(DIRECTIONS):
A: Answer these questions using the post about teaching times tables.
(i) Which three times tables did the school start with?
(ii) Which two games or apps does the post name for memorizing times tables?
(iii) What sum does the post give for working out 3x4 by adding up the rows of an array?
B: Write the next few sentences of the post about teaching times tables, picking up right after its last sentence.

(TEXT BLOCK):
Not a teacher, but have a Y3 child so have gone through all this fairly recently.
There are various aspects to TTs, what are you considering? If it is helping your kids memorise them (with the aim of instant response) just like they presumably memorised number bonds, then there are various good games/apps out there that help specifically with the memorisation/instant recall thing. E.g. Squeebles TTs, TT Rockstars. Or you could get songs to listen to e.g. in the car.
At school they started with 2x, 10x and 5x and the steps towards memorising them where e.g. learning to count in twos (so being able to recite 2 4 6 8 10 12 14 16 18 20 - fluently and quickly ). Then they did lots of practice working out 2x e.g. 7, meaning they'd recite their 'counting in twos' whilst ticking off with their fingers until they reached their 7th finger. (Or they realised that x2 is the same as doubling, which they had already memorised.) Then they did 'counting in 10s' (so reciting 10 20 30 40 50 60 70 80 90 100) and the ticking off fingers thing again to work out, so 3x10 is 10 (finger one) 20 (finger 2) 30 (finger 3 - stop).
If it is more about 'what is multiplication' then there are various ways to explain. For example 'repeat addition': 3x4 is the same as adding 4 three times, so 4+4+4. You can try to make that really concrete by using items, e.g. sweets, DC1 has 4 sweets and DC2 has 4 and you have 4, so that makes 3 times 4 sweets, and we can work out how many that is by adding 4 +4+4
At school DS did lots of 'arrays' - so groups of dots, lined up in e.g. 3 rows of 4 dots each. You can then 'see' (or explain) that there are three rows, row 1 row 2 row 3, and each row has exactly the same number of dots (4). So that means 3 (rows) times 4 dots, 3x4 - and it can be 'seen' that you can work it out by adding up row1+row2+row3 = 4+4+4
These arrays also help to demonstrate/understand that 3x4 is the same as 4x3, as you can take the exact same arrray and see that there are 4 columns with three dots each. So you add up column 1+column2+column3+column4 = 3+3+3+3 = 4x3 - You just counted the dots in a different way, didn't add any or take any away, so there have got to be the same amount.

(Part of a data file)
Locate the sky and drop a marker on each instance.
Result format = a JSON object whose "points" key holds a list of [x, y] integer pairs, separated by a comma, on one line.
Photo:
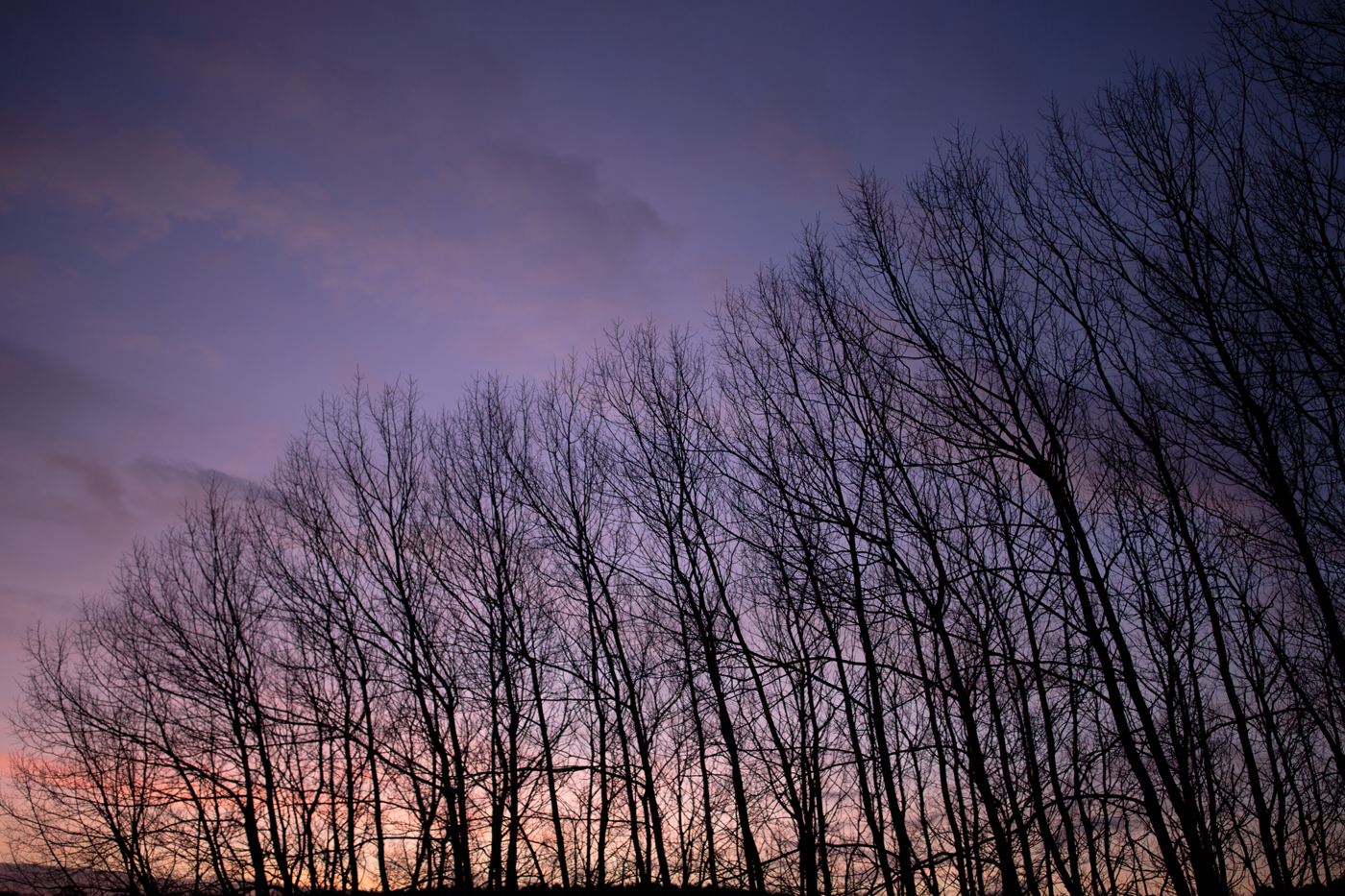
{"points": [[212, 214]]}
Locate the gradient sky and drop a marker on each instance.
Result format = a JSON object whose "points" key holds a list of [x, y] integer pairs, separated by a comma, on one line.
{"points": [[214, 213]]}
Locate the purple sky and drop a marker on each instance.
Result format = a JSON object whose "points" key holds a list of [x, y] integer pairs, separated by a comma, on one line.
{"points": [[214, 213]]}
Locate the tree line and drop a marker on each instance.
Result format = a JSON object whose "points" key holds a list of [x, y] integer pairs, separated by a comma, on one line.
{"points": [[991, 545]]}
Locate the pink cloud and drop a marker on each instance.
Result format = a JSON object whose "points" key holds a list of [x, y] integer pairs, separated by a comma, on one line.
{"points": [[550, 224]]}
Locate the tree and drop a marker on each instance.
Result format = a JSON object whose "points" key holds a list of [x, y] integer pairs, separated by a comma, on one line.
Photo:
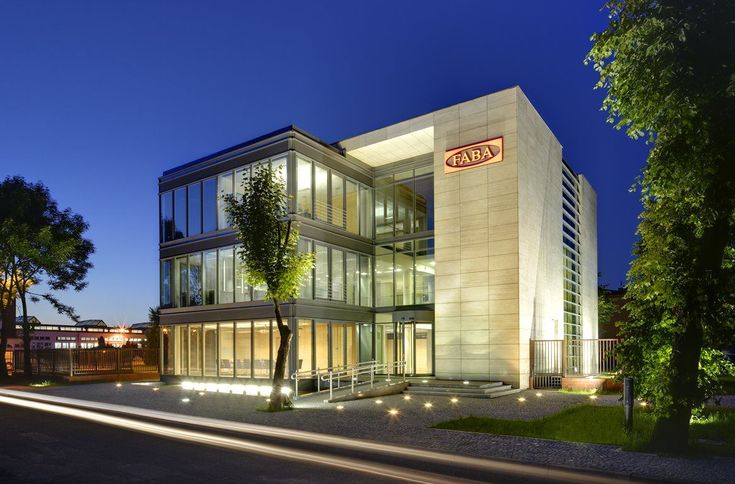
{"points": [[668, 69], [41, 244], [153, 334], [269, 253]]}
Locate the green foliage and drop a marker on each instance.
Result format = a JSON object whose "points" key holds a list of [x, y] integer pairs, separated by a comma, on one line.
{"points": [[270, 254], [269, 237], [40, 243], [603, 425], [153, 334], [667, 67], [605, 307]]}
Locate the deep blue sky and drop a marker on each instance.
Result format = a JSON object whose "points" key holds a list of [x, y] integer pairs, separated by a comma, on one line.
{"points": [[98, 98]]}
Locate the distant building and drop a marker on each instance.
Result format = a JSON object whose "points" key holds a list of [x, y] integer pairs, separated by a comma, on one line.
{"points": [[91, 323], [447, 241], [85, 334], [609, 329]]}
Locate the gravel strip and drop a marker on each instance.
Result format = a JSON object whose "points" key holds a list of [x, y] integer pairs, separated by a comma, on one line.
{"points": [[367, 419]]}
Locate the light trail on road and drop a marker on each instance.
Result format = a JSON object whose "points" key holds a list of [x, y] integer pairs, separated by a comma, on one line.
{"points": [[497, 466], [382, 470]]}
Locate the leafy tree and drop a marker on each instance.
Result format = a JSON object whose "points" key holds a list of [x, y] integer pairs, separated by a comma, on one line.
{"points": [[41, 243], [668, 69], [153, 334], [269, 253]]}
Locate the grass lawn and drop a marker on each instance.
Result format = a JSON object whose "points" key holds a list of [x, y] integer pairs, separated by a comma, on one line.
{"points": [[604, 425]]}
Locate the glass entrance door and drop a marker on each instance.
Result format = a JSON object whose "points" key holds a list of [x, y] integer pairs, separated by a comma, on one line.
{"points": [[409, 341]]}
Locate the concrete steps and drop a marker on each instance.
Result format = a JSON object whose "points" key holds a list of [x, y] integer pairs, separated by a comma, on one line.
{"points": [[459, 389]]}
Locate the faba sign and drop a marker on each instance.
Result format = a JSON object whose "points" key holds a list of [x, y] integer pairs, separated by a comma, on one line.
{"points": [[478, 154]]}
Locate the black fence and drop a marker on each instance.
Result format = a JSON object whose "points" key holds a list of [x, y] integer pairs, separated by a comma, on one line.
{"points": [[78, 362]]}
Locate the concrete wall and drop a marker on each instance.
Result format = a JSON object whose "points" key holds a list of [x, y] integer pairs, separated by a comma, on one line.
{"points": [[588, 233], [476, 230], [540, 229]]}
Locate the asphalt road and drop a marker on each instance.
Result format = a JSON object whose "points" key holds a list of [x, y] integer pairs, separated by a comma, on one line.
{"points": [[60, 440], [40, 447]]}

(SOLVED TASKS):
A:
(i) The 2x, 10x and 5x tables.
(ii) Squeebles TTs and TT Rockstars.
(iii) 4+4+4 (row 1 + row 2 + row 3).

B:
Schools differ in their approaches, some will focus most on the children gaining some understanding of what multiplication is, and introduce memorising later; others the other way around, get the kids to memorise TTs and let understanding grow later, through application.
By end of Y2 (for SATS) they are asked to demonstrate some understanding of multiplication, so a question could be '3 friends have 4 sweets each, which TWO of the following would be correct to work out how many they have altogether? 3+3+3 / 3x4 / 4+4+4 / 4+3
And they are also asked to demonstrate that they can work out (or know) the answers to 2x/5x/10x questions, e.g. 5x7=?
At the top end, they're supposed to use their understanding of multiplication as repeat addition to be able to work out a question such as 18/3 =? despite not having learned the 3x table yet. (They'd be expected to count in threes/do repeat addition of 3 until they reach 18 and see how many times they had to add 3)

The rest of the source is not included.